● INSTRUCTIONS TO FOLLOW:
Exactly as they appear below, repeat the lines from the one with "Where can the dry stone wall be found here?" through the one with "Target: tree trunk", and no others.

● RECORDS FOR THE EXERCISE:
[Start of section]

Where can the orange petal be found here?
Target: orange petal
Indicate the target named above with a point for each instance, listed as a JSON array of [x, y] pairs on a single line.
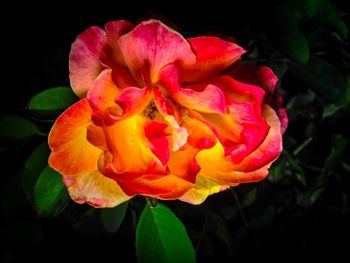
[[94, 188], [170, 114], [209, 99], [203, 187], [71, 153], [167, 187], [254, 167], [270, 149], [128, 144], [101, 96], [77, 160], [200, 134]]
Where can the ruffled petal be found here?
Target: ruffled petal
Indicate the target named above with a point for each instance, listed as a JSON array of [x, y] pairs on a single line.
[[127, 143], [167, 187], [254, 167], [77, 160], [203, 187], [201, 135], [101, 96], [209, 99], [214, 55], [152, 45], [158, 140], [114, 30], [71, 153], [94, 188], [131, 101], [243, 128], [84, 59], [171, 115], [270, 149]]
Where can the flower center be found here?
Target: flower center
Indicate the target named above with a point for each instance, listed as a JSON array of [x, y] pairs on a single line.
[[151, 110]]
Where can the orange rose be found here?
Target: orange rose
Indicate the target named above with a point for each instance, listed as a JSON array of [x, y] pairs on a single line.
[[161, 116]]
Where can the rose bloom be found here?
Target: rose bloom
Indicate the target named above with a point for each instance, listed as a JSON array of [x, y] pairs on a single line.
[[163, 116]]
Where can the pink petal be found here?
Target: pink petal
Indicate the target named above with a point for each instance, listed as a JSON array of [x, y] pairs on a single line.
[[101, 96], [152, 45], [214, 55], [171, 114], [209, 99], [131, 101], [84, 59], [158, 141]]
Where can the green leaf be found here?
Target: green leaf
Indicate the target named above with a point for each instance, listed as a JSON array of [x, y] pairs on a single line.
[[346, 167], [16, 128], [333, 19], [33, 167], [161, 237], [12, 199], [249, 198], [54, 99], [112, 218], [330, 110], [312, 8], [51, 196], [339, 144]]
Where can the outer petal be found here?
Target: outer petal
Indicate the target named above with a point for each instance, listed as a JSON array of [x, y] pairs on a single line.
[[95, 189], [71, 153], [170, 114], [200, 134], [131, 101], [203, 187], [152, 45], [270, 149], [210, 99], [127, 142], [181, 176], [243, 128], [84, 59], [165, 187], [213, 56], [74, 157], [215, 165], [101, 96], [114, 30]]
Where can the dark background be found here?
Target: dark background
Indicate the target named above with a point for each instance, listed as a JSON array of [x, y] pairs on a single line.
[[300, 212]]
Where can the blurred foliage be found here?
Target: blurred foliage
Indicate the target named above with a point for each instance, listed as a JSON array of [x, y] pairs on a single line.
[[301, 211]]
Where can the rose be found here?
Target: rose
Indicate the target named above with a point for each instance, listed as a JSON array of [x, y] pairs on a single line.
[[163, 116]]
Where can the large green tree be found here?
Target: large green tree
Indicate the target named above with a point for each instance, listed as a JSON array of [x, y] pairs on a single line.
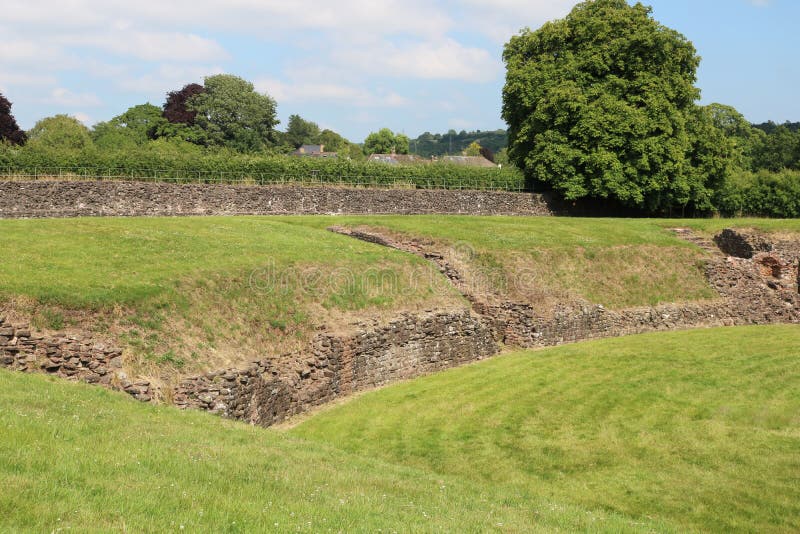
[[10, 132], [234, 114], [601, 105], [138, 125], [301, 132], [60, 132], [385, 141]]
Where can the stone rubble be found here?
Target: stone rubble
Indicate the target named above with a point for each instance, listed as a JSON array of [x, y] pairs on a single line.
[[760, 284]]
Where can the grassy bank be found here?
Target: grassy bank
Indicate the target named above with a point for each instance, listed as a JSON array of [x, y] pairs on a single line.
[[78, 458], [698, 429], [202, 292], [668, 432], [616, 262]]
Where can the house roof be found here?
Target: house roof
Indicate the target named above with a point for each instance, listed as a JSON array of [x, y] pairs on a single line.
[[317, 151], [396, 158]]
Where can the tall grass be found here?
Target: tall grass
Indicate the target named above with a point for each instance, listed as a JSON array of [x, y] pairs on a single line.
[[699, 429]]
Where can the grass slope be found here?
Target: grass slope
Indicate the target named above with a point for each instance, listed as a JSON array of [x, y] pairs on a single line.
[[202, 292], [699, 429], [616, 262], [74, 457]]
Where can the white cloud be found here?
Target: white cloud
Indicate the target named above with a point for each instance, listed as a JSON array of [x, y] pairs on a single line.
[[166, 77], [328, 92], [64, 97], [150, 46], [84, 118], [442, 60]]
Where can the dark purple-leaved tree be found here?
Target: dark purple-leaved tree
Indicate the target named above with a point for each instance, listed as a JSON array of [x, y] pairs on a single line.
[[175, 108], [9, 130]]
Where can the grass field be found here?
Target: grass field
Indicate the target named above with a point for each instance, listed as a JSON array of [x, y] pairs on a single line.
[[81, 459], [616, 262], [190, 293], [187, 294], [699, 429]]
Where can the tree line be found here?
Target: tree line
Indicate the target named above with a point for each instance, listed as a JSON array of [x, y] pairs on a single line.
[[602, 110]]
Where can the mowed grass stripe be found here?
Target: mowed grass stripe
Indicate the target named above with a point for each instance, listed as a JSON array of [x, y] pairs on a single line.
[[700, 429], [79, 458]]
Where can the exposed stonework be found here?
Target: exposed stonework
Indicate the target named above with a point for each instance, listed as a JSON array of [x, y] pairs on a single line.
[[747, 296], [121, 198], [75, 357], [271, 390], [757, 290]]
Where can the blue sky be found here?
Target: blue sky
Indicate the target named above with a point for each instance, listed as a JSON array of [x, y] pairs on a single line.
[[353, 65]]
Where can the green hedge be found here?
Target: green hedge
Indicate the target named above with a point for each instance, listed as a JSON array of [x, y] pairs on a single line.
[[765, 194], [170, 163]]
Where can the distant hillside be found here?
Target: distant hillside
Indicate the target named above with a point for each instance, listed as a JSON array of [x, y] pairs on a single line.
[[770, 126], [452, 142]]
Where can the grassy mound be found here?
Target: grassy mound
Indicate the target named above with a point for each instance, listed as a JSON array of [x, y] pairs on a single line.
[[190, 293], [697, 429], [615, 262], [74, 457]]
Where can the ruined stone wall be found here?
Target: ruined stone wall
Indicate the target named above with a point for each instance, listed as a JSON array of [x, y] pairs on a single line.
[[120, 198], [759, 288], [74, 357], [271, 390]]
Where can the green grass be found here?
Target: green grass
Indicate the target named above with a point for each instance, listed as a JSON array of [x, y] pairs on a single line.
[[239, 288], [615, 262], [710, 226], [79, 458], [698, 429], [110, 261]]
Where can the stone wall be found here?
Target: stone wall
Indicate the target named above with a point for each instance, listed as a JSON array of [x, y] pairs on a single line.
[[759, 289], [762, 289], [273, 389], [121, 198], [74, 357]]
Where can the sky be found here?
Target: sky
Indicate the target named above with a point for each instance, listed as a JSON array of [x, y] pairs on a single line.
[[354, 66]]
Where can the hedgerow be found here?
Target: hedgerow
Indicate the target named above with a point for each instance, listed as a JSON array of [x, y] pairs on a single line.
[[765, 194], [164, 161]]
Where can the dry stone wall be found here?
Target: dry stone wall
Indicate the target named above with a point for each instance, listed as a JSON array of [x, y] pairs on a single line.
[[121, 198], [74, 357], [759, 288], [271, 390]]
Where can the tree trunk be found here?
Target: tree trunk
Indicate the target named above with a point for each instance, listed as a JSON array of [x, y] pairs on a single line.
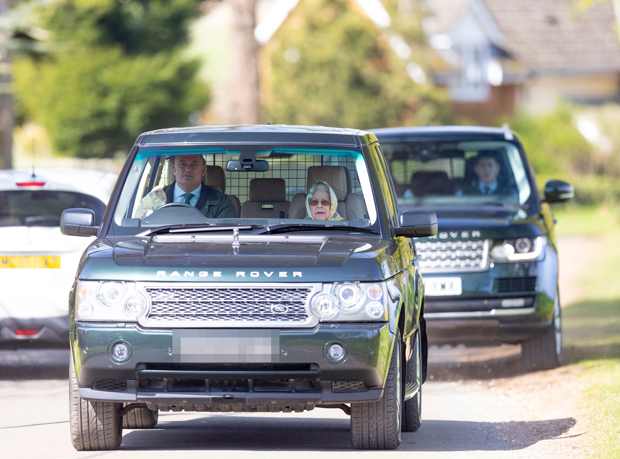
[[6, 97], [244, 101]]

[End of section]

● YOUR SOLUTION:
Where can the dry stone wall be found here?
Target: dry stone wall
Indicate the target named above with a point for each instance, listed as a JSON array of [x, y] pairs on a single line.
[[121, 198], [74, 357], [759, 288], [271, 390]]
Where can the tree trunk be found here?
Target: tree trunk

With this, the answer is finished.